WHAT IS EXPECTED: In the records below, tally every line containing "green". Report only the total.

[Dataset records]
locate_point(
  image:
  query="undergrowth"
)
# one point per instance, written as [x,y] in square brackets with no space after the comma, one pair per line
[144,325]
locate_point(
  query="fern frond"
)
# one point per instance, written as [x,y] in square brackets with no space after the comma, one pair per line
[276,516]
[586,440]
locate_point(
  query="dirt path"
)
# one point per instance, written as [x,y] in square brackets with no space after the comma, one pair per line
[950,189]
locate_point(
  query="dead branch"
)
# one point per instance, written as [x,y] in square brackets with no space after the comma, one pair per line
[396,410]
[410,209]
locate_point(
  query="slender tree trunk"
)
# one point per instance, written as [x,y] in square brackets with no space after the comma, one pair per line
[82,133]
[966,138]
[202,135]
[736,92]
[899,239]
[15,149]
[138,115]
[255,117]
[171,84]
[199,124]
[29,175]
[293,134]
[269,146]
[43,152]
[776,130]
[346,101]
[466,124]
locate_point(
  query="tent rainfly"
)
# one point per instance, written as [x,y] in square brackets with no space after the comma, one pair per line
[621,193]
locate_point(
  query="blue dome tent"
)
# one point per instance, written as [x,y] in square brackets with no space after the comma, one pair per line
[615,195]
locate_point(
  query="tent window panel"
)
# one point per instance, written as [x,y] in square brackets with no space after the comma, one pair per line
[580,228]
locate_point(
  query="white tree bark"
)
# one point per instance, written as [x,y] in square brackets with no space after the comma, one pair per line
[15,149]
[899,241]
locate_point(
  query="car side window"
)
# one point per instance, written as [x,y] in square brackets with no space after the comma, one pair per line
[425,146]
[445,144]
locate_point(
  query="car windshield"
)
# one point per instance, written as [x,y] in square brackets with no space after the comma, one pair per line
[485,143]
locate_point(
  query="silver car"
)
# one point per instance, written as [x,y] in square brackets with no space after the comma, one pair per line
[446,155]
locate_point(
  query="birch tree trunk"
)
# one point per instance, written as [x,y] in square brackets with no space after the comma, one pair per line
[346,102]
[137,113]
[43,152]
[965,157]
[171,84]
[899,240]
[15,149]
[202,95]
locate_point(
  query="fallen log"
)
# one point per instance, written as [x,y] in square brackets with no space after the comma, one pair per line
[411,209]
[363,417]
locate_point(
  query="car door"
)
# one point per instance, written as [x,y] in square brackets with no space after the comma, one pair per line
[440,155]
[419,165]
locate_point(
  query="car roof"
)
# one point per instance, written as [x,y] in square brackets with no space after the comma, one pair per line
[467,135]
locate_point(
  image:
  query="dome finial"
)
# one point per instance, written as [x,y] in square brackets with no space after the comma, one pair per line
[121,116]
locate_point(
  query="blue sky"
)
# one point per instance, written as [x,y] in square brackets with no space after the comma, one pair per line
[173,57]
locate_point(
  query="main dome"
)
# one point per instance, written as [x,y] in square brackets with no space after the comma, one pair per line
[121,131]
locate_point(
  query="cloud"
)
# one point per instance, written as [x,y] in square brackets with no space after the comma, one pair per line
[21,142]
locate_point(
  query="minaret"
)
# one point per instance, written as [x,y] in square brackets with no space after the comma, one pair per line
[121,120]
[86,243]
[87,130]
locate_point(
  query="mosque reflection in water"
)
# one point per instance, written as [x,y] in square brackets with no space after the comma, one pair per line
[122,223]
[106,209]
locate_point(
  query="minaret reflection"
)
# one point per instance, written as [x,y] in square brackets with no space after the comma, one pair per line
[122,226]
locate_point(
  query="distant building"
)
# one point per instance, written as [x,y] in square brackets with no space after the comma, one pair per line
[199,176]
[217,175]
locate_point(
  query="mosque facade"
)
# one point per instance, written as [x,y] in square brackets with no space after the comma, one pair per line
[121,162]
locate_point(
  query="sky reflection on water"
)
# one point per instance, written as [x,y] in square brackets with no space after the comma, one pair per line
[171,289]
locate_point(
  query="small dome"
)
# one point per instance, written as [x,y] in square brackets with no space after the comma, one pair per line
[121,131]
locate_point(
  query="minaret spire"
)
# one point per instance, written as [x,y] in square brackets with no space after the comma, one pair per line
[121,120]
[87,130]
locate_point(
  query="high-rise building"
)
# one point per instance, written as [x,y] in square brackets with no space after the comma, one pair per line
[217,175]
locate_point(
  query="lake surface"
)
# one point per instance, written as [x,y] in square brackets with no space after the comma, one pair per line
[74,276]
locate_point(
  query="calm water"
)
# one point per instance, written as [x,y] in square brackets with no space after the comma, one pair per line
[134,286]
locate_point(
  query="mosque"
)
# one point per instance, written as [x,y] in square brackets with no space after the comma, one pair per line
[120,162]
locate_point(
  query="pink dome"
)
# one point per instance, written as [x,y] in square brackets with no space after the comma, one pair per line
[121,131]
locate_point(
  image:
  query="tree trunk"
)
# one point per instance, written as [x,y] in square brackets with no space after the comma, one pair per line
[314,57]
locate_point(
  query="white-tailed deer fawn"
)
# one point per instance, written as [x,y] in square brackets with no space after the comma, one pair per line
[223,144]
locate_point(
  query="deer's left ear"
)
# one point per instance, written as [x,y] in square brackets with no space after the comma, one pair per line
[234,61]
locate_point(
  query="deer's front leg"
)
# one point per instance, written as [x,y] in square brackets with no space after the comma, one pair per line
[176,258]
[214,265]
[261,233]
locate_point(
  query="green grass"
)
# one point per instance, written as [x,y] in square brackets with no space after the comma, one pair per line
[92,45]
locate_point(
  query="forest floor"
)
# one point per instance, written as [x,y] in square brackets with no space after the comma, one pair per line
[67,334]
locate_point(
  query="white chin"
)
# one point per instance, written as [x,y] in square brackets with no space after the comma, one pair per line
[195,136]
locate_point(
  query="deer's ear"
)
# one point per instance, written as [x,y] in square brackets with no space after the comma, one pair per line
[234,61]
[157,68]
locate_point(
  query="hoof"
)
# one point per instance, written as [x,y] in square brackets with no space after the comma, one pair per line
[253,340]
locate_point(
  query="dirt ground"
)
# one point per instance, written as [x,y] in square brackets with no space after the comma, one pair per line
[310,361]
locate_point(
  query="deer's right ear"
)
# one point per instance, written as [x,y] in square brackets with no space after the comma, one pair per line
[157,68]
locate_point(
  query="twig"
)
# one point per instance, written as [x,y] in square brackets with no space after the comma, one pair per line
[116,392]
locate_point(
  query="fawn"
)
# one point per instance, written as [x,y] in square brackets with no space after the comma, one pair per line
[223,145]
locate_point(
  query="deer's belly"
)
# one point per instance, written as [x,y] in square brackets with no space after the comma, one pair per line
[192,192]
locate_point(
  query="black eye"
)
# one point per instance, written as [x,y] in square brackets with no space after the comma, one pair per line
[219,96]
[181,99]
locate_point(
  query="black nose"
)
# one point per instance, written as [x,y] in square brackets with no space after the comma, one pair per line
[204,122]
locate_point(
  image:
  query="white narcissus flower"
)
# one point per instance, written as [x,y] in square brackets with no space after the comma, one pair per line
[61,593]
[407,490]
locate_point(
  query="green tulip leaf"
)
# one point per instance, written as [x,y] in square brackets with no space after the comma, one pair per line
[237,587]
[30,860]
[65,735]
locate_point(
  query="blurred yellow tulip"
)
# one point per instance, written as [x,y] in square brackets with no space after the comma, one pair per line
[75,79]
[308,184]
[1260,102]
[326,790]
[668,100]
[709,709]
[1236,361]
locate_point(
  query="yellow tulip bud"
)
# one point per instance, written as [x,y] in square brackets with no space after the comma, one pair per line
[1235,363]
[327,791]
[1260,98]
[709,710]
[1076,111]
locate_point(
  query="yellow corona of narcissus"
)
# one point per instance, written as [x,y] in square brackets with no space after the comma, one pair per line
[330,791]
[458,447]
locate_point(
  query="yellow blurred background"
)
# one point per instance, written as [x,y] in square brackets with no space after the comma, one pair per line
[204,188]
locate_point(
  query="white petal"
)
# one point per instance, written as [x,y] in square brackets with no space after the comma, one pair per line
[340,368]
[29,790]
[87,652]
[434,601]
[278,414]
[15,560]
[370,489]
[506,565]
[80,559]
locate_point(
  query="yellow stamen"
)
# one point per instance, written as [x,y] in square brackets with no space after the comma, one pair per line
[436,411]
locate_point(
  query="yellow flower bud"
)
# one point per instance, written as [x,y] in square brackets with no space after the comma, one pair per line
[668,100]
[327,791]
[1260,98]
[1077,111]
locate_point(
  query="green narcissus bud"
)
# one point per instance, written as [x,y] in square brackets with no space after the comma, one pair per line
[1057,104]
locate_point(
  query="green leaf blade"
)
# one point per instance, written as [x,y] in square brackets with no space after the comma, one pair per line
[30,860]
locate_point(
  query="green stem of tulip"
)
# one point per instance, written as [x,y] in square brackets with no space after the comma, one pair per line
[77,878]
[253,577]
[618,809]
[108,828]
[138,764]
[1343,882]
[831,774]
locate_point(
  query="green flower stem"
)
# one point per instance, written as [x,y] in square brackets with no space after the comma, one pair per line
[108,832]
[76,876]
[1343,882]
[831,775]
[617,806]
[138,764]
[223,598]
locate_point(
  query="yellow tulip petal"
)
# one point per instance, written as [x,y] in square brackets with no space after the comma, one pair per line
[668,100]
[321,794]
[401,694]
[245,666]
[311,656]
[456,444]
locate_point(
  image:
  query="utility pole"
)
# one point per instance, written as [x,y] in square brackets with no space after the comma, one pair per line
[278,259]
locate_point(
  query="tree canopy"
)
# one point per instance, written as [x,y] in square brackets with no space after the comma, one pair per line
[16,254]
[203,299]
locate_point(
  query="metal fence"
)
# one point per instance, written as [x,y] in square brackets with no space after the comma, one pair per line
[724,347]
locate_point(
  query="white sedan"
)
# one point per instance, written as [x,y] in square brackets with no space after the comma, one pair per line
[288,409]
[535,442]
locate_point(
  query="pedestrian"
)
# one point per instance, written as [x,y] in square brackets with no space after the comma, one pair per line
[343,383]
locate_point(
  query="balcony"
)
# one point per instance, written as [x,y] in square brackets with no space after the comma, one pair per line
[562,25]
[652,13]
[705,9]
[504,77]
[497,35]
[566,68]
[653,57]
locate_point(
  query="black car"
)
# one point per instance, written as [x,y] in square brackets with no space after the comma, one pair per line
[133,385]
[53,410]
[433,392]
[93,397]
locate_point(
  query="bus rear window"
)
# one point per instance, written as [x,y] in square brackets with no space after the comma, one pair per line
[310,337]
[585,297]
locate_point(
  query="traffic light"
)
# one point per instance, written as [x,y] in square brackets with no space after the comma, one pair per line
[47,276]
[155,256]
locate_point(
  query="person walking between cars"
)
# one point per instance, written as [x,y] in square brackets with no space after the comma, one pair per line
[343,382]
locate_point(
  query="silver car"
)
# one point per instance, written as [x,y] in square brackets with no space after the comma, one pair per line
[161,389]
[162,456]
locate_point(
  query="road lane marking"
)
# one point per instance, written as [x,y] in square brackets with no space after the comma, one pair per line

RESULT FOR THIS EXERCISE: 6